◆ Requirements ◆
Which lines in the data below contain the string "window"? Pull out each of those lines; case counts when matching.

########

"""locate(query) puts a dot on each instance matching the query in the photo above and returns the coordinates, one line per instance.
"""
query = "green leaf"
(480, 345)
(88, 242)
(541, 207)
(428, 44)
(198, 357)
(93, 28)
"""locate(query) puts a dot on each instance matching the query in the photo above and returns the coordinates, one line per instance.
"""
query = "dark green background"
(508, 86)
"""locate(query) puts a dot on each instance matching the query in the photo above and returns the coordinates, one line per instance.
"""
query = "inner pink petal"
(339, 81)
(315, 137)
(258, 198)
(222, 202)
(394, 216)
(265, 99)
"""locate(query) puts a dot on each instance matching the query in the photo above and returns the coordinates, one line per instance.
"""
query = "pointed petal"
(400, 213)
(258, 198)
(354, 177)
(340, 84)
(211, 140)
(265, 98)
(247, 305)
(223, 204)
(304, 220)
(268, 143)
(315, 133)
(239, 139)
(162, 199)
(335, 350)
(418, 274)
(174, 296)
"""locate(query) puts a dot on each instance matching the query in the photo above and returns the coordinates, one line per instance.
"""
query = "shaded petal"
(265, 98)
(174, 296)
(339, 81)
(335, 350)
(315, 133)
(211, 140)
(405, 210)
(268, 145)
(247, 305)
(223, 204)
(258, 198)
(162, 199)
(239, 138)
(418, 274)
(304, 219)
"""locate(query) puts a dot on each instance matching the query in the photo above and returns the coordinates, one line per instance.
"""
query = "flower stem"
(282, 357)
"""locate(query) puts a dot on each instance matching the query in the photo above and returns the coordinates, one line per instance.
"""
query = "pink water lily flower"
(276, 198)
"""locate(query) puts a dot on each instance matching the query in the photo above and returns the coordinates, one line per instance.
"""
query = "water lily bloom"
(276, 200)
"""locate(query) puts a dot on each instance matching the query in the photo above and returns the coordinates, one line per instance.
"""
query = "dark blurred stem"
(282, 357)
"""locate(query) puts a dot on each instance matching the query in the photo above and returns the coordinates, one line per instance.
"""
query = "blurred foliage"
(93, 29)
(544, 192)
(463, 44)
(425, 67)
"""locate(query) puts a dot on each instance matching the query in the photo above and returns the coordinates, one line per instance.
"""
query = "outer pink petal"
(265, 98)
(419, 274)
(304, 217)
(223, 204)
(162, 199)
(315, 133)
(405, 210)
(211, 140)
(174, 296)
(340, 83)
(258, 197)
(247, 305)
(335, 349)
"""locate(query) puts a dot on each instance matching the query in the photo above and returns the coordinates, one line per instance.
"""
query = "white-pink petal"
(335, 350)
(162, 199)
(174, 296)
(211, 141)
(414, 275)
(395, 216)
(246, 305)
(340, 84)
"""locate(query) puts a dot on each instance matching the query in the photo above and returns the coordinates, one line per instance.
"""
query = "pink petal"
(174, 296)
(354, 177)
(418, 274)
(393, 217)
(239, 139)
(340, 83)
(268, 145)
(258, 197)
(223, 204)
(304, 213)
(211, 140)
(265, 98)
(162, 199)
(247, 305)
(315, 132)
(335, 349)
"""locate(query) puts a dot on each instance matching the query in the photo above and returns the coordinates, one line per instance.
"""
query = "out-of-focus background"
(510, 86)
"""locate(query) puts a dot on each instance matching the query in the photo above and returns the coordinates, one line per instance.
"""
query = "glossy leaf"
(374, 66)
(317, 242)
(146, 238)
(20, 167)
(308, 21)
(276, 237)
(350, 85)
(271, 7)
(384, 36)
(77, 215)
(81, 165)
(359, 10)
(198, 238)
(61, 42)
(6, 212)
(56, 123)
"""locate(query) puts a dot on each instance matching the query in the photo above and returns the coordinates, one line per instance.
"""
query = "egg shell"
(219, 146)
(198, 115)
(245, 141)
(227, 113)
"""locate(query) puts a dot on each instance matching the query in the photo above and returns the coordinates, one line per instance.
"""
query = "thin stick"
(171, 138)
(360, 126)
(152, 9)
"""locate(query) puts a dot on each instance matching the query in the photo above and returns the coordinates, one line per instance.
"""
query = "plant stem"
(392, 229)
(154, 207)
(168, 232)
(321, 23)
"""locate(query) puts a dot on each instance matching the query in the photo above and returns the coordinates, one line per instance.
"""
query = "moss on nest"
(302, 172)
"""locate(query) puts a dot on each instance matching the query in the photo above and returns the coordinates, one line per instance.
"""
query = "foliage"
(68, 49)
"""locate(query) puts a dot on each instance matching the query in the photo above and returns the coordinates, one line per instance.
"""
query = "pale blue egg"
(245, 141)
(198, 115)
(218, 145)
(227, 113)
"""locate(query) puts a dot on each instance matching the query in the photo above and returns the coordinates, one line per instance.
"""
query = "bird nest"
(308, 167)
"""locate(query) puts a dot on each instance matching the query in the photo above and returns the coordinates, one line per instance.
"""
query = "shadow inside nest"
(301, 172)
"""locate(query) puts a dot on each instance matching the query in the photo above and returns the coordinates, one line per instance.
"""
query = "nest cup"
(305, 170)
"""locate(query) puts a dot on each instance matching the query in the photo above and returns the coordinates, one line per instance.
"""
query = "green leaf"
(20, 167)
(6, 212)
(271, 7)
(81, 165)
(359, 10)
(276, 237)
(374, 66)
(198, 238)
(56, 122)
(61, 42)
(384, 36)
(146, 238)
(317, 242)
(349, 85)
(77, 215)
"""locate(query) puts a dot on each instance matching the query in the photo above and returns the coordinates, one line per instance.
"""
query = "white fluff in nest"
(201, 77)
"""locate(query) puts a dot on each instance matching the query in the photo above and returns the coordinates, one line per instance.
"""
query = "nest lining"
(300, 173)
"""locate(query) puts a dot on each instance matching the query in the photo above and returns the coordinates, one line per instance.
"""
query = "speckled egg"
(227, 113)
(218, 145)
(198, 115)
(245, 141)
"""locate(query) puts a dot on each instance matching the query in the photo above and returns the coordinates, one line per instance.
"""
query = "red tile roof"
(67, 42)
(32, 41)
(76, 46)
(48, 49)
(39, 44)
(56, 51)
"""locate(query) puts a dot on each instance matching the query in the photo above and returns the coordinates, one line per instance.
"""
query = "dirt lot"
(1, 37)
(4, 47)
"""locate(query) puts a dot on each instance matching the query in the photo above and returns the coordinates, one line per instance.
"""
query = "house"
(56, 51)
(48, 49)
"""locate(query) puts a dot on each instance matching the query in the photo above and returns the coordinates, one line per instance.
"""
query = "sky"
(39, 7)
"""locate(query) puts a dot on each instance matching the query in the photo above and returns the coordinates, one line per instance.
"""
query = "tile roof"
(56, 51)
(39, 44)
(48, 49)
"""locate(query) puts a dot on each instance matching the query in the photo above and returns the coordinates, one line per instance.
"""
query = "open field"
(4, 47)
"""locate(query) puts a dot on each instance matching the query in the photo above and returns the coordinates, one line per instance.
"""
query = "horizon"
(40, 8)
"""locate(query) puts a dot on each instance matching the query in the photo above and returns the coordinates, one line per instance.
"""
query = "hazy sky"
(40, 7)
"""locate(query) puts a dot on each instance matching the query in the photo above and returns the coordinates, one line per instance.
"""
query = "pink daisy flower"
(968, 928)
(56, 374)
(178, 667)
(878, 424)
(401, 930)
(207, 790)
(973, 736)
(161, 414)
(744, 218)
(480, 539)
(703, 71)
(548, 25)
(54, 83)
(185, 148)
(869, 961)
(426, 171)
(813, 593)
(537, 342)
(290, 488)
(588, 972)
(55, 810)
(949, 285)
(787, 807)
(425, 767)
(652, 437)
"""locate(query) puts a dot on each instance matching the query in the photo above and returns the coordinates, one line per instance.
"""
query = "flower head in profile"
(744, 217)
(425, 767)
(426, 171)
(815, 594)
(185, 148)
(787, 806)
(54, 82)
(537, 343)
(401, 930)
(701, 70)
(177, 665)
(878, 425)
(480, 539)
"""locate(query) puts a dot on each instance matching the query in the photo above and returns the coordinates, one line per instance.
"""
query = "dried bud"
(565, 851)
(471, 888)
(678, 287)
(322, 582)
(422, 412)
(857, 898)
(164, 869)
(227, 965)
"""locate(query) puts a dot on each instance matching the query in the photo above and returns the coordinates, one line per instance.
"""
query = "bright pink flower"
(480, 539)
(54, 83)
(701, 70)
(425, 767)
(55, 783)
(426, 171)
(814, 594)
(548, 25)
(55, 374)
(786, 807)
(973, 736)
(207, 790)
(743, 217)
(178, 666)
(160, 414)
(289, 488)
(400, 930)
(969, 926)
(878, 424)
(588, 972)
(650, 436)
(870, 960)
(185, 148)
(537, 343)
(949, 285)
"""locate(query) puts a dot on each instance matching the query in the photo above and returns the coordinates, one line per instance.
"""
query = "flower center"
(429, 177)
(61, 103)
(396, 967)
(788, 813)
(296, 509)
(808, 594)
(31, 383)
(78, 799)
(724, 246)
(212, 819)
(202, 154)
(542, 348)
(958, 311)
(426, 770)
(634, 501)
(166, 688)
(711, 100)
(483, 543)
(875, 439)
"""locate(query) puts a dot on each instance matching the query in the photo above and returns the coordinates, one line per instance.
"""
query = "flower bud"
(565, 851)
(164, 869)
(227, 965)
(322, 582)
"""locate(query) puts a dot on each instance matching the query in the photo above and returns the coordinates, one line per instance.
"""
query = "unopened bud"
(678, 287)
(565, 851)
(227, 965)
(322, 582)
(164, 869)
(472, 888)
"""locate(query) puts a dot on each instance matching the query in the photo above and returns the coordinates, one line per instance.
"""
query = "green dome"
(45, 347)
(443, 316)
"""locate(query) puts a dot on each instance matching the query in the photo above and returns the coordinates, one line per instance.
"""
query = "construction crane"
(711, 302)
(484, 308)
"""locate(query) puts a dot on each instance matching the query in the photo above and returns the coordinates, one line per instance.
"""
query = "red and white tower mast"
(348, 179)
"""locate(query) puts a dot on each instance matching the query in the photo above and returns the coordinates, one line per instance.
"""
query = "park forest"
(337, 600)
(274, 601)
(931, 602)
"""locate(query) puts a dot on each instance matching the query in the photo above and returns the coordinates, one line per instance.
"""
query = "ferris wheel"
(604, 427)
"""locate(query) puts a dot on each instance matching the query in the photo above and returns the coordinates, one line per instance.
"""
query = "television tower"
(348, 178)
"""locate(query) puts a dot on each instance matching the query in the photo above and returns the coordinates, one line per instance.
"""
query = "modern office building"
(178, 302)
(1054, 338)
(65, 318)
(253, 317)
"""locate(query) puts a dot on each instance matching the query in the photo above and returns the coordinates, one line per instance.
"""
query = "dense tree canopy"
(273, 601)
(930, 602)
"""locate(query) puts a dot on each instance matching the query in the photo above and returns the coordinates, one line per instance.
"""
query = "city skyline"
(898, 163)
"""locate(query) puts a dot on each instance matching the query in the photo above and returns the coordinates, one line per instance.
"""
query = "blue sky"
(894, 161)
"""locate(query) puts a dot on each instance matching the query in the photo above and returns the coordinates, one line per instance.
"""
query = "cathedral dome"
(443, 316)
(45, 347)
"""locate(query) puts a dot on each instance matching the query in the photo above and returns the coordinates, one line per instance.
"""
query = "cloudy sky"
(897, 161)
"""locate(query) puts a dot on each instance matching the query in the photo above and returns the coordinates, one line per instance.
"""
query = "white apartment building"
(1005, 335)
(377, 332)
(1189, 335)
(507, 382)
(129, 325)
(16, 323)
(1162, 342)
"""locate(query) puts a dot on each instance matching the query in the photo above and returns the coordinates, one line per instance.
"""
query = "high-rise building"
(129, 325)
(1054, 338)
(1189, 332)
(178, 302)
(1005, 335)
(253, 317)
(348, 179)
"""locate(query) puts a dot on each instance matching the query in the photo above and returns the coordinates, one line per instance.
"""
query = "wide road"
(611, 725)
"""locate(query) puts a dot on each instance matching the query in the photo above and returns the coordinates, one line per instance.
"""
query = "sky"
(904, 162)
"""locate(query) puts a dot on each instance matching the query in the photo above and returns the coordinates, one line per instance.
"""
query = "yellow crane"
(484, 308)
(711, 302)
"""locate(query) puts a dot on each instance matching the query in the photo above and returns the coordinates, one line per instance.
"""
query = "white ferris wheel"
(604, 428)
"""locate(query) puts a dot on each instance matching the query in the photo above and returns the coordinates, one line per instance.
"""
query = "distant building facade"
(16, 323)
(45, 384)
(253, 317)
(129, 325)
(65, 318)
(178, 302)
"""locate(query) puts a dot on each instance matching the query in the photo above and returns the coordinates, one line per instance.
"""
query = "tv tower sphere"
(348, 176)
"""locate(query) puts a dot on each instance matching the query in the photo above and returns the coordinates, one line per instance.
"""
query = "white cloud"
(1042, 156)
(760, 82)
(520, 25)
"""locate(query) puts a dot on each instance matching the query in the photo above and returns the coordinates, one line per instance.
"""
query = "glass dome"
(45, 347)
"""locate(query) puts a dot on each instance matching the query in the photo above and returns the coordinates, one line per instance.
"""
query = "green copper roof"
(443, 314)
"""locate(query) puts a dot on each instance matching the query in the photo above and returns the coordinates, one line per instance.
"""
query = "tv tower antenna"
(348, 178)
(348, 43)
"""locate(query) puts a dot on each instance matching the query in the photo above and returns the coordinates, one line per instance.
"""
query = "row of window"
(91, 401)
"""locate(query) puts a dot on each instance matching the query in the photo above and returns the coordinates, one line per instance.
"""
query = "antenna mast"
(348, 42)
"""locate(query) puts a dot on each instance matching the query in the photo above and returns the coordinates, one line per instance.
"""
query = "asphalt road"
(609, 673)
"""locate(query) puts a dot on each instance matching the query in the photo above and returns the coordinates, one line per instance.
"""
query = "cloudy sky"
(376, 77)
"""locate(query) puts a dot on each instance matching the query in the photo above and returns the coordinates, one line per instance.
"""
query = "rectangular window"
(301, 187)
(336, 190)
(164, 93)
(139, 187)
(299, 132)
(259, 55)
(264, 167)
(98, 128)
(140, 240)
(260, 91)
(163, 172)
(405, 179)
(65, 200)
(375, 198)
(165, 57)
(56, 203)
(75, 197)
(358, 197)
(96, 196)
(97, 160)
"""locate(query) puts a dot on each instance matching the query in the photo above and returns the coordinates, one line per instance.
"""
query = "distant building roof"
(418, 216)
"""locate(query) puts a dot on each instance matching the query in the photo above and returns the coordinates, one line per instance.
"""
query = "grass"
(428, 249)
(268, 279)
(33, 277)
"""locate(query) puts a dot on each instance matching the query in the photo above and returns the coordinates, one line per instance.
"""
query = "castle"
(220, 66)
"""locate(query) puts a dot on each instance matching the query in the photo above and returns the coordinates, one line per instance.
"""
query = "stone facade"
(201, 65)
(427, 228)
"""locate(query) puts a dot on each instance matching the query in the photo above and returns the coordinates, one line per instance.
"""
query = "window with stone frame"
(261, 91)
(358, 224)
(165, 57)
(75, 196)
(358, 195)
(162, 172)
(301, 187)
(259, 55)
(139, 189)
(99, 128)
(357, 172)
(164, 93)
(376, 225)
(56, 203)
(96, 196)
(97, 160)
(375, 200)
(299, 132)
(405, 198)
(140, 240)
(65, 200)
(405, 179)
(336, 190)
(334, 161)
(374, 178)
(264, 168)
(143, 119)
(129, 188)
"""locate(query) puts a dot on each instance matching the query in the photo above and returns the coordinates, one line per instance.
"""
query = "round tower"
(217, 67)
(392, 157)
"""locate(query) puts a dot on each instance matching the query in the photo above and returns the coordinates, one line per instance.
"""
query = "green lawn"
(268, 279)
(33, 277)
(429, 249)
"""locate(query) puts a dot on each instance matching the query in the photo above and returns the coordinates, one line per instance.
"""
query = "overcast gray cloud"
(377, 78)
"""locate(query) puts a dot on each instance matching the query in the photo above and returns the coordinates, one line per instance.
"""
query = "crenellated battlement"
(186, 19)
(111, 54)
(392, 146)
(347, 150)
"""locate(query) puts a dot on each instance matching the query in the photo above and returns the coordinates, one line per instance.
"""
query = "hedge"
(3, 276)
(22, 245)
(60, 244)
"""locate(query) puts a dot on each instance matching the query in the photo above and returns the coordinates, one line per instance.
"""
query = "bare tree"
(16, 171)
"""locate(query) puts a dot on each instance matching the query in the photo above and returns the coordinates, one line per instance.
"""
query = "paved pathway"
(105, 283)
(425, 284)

########

◆ Solution ◆
query = "row of window"
query = "rectangular window"
query = "window with stone frame"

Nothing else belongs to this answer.